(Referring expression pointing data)
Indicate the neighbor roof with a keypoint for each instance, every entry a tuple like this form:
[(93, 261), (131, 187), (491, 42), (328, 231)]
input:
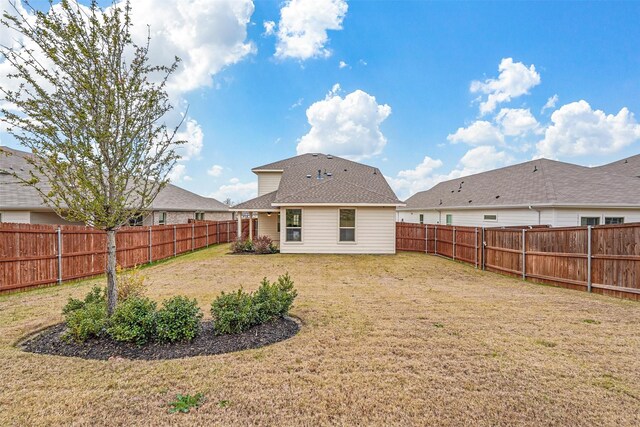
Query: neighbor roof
[(15, 195), (317, 178), (537, 182)]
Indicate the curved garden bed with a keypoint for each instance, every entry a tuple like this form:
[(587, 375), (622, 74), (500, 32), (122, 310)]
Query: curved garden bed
[(50, 341)]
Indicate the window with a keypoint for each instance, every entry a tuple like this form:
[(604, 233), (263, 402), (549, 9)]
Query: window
[(136, 221), (294, 225), (589, 220), (613, 220), (347, 225)]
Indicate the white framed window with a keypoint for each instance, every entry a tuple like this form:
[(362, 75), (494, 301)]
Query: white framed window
[(293, 219), (162, 220), (347, 225), (613, 220), (589, 220)]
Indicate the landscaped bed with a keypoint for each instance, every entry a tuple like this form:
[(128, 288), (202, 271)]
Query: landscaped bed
[(50, 341), (410, 339)]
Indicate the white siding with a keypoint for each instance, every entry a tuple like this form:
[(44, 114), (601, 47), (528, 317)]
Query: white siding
[(375, 231), (268, 226), (20, 217), (268, 182)]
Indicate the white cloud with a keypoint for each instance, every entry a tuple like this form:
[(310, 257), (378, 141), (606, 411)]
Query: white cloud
[(348, 126), (192, 133), (551, 103), (478, 133), (424, 175), (577, 130), (236, 191), (515, 79), (303, 26), (516, 121), (207, 35), (269, 28), (215, 170)]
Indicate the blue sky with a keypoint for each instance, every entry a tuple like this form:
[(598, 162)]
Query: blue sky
[(405, 98)]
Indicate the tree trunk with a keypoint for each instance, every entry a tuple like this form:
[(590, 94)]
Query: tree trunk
[(112, 286)]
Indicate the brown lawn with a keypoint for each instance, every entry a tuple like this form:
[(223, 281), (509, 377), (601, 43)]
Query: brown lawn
[(387, 340)]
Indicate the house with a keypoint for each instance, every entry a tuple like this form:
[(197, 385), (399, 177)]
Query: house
[(536, 192), (318, 203), (23, 204)]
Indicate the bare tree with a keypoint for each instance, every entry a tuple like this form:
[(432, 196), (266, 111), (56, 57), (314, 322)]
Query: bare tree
[(91, 109)]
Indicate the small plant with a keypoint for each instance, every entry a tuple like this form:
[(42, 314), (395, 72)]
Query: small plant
[(178, 320), (233, 313), (86, 318), (184, 403), (134, 320), (240, 246), (264, 245), (130, 283)]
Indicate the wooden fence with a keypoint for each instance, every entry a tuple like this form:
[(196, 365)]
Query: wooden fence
[(602, 259), (35, 255)]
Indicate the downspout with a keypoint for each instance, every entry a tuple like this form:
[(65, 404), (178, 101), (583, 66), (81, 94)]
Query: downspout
[(537, 210)]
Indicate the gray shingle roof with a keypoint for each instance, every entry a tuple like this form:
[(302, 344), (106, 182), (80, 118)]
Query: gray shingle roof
[(537, 182), (325, 179), (14, 195)]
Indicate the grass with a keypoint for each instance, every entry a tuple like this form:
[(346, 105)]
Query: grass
[(386, 340)]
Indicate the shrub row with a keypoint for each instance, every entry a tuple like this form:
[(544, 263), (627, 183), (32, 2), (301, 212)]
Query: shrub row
[(137, 318)]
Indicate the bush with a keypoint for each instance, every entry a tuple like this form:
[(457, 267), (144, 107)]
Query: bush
[(240, 246), (134, 320), (130, 283), (86, 318), (232, 313), (178, 320), (274, 299), (238, 311)]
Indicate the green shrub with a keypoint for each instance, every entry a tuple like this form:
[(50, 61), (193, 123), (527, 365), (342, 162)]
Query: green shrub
[(232, 313), (274, 299), (86, 318), (238, 311), (134, 320), (178, 320)]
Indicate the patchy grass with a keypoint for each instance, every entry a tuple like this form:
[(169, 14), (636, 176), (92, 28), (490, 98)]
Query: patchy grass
[(386, 340)]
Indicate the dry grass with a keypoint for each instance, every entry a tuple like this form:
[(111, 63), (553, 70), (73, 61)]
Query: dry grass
[(387, 340)]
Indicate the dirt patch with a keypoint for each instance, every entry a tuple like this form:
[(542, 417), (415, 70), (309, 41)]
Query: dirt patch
[(50, 341)]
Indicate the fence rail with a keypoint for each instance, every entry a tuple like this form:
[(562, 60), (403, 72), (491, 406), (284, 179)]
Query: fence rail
[(602, 259), (34, 255)]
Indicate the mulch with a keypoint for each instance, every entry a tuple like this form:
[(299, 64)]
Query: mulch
[(50, 341)]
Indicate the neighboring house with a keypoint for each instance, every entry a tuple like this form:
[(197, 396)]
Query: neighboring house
[(23, 204), (317, 203), (536, 192)]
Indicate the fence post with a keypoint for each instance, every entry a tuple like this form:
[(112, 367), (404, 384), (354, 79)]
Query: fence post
[(476, 248), (524, 261), (589, 254), (435, 242), (59, 255), (454, 243)]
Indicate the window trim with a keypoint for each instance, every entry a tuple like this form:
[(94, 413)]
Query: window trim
[(484, 218), (599, 217), (355, 227), (294, 242), (617, 217)]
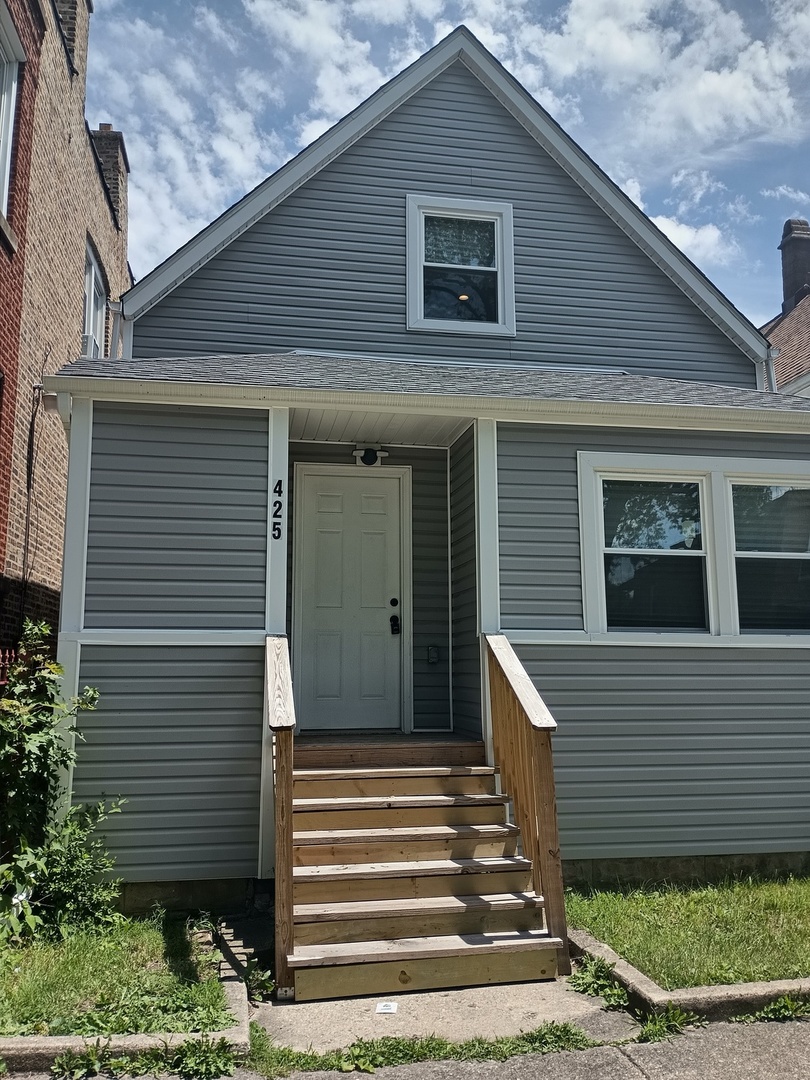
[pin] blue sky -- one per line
(699, 109)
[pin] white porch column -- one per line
(486, 557)
(275, 610)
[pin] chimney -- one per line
(795, 250)
(111, 152)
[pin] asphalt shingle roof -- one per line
(353, 375)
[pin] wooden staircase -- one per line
(406, 876)
(396, 866)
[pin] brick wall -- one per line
(70, 207)
(13, 230)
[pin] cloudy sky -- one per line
(700, 109)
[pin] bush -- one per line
(54, 872)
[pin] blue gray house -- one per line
(439, 414)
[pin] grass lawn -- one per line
(734, 932)
(139, 975)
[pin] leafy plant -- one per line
(32, 747)
(780, 1011)
(202, 1058)
(366, 1055)
(671, 1021)
(76, 888)
(80, 1064)
(594, 976)
(54, 871)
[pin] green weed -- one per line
(194, 1060)
(780, 1010)
(671, 1021)
(705, 934)
(366, 1055)
(594, 976)
(137, 976)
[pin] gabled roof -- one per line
(791, 335)
(458, 45)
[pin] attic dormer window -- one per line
(460, 266)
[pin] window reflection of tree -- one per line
(443, 289)
(651, 514)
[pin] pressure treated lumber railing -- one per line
(522, 727)
(280, 717)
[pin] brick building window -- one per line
(11, 56)
(95, 308)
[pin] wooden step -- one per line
(348, 751)
(432, 916)
(396, 811)
(419, 780)
(394, 845)
(360, 881)
(419, 948)
(432, 972)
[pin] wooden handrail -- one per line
(522, 727)
(280, 717)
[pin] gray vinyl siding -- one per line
(177, 532)
(466, 652)
(177, 734)
(538, 510)
(326, 268)
(677, 751)
(430, 569)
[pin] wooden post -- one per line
(284, 977)
(548, 847)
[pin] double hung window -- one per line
(11, 56)
(460, 266)
(718, 547)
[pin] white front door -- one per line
(348, 639)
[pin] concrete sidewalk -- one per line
(720, 1052)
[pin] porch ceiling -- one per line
(391, 429)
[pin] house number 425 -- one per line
(278, 511)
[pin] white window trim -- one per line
(715, 477)
(12, 55)
(418, 206)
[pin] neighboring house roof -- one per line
(791, 335)
(293, 377)
(459, 45)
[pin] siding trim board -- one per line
(459, 45)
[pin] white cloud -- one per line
(783, 191)
(704, 244)
(693, 187)
(632, 188)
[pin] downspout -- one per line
(770, 373)
(115, 307)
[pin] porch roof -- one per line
(341, 374)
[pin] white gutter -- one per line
(514, 409)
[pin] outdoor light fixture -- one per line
(368, 455)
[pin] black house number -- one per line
(278, 510)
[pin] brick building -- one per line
(63, 257)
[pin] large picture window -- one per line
(655, 563)
(715, 547)
(460, 272)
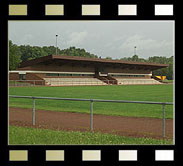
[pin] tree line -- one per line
(18, 54)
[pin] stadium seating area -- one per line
(94, 81)
(73, 81)
(136, 81)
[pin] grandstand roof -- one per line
(95, 61)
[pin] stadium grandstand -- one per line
(60, 70)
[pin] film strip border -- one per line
(89, 9)
(78, 155)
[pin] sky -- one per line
(115, 39)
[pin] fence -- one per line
(26, 83)
(16, 83)
(91, 106)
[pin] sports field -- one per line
(159, 93)
(114, 123)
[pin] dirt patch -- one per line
(125, 126)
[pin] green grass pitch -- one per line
(159, 93)
(32, 136)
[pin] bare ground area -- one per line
(124, 126)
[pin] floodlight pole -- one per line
(135, 50)
(56, 44)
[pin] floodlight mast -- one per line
(135, 50)
(56, 44)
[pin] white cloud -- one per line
(146, 46)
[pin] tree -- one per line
(14, 56)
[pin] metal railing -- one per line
(17, 83)
(91, 106)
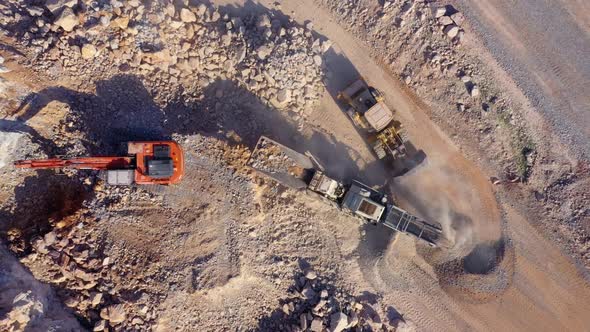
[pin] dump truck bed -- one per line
(399, 220)
(281, 163)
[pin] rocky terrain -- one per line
(229, 250)
(431, 47)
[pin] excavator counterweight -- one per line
(159, 162)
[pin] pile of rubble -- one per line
(27, 304)
(86, 280)
(191, 46)
(314, 305)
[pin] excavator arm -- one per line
(98, 163)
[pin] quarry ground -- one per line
(226, 249)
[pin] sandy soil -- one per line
(543, 44)
(538, 288)
(226, 258)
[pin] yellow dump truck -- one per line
(371, 115)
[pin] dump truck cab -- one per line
(367, 108)
(326, 186)
(364, 202)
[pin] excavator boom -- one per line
(98, 163)
(147, 162)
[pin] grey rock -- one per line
(338, 322)
(451, 30)
(458, 18)
(35, 11)
(67, 20)
(187, 16)
(445, 20)
(317, 325)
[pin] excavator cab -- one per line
(157, 162)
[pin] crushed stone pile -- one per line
(313, 304)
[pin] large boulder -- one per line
(67, 20)
(187, 16)
(338, 322)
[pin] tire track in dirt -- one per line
(545, 49)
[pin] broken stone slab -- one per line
(474, 91)
(311, 275)
(451, 30)
(35, 11)
(303, 322)
(100, 325)
(263, 51)
(263, 21)
(308, 293)
(67, 20)
(95, 299)
(115, 314)
(317, 325)
(338, 322)
(88, 51)
(187, 16)
(55, 5)
(120, 22)
(317, 60)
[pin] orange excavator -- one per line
(160, 162)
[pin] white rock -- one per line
(88, 51)
(170, 10)
(115, 314)
(67, 20)
(439, 11)
(317, 325)
(338, 322)
(303, 322)
(317, 60)
(187, 16)
(100, 325)
(445, 20)
(263, 52)
(55, 5)
(95, 299)
(201, 9)
(263, 21)
(35, 11)
(451, 30)
(458, 18)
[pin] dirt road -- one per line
(545, 46)
(534, 286)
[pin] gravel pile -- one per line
(313, 304)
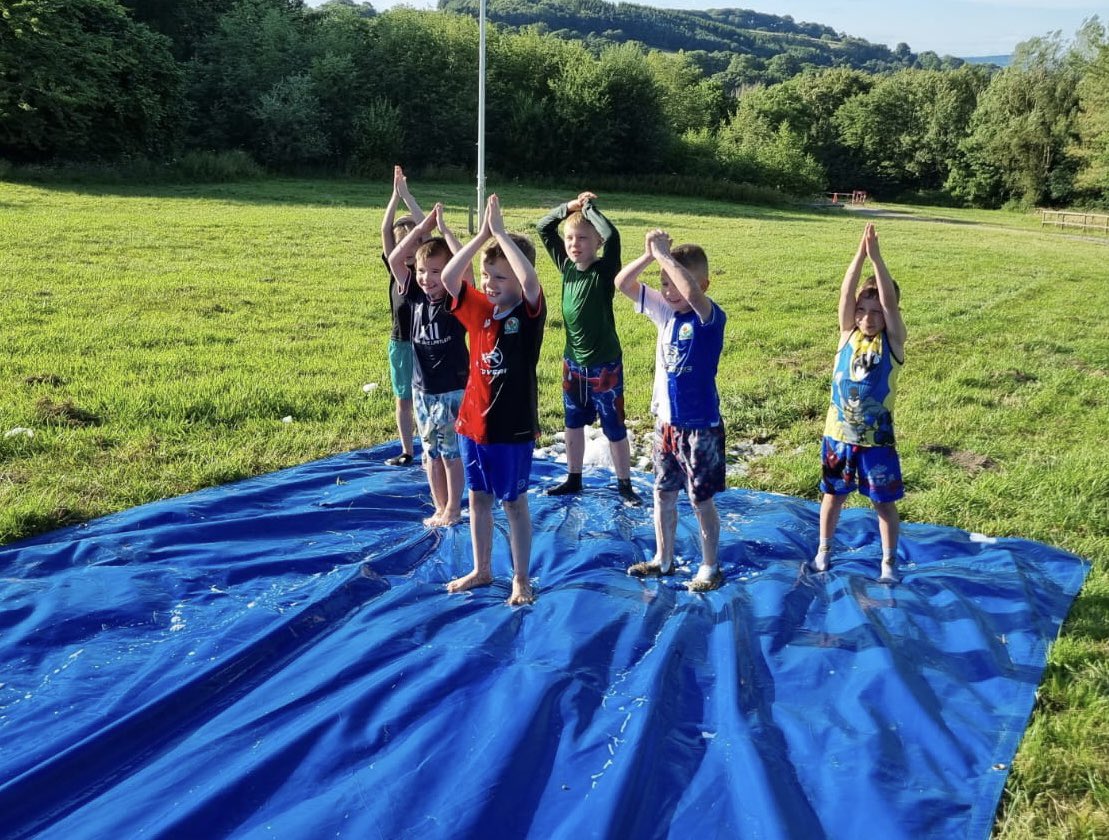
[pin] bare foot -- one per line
(888, 574)
(521, 594)
(469, 582)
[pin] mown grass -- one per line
(154, 338)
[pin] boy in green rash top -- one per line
(858, 451)
(592, 367)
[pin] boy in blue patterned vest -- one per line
(858, 447)
(689, 433)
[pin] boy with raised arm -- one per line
(858, 447)
(400, 345)
(440, 365)
(689, 434)
(499, 420)
(592, 367)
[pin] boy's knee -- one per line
(665, 499)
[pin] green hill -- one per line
(719, 32)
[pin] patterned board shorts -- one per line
(692, 458)
(873, 471)
(435, 417)
(588, 392)
(500, 469)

* _DIRECTIONS FOR THIS TASK_:
Without any picture, return exactly the lines of the records above from the first through the line that contains "[(362, 75), (494, 301)]".

* _OUTPUT_:
Indicate the neighbor roof with a keypoint for each instance, every entry a tuple like this form:
[(93, 261), (131, 187), (491, 42), (328, 231)]
input:
Query: neighbor roof
[(15, 195), (317, 178), (537, 182)]
Indicate the curved garden bed with a keypoint for each instance, every entry a tuple like this form:
[(587, 375), (622, 74), (500, 32), (122, 310)]
Query: curved garden bed
[(50, 341)]
Indicate the window with a keypoint for each instance, every entry a tuple like this form:
[(604, 233), (263, 402), (549, 9)]
Query: window
[(136, 221), (294, 225), (589, 220), (613, 220), (347, 225)]
Indicate the white framed window with a keypoint for each instance, every entry a tuple like this form:
[(362, 75), (494, 301)]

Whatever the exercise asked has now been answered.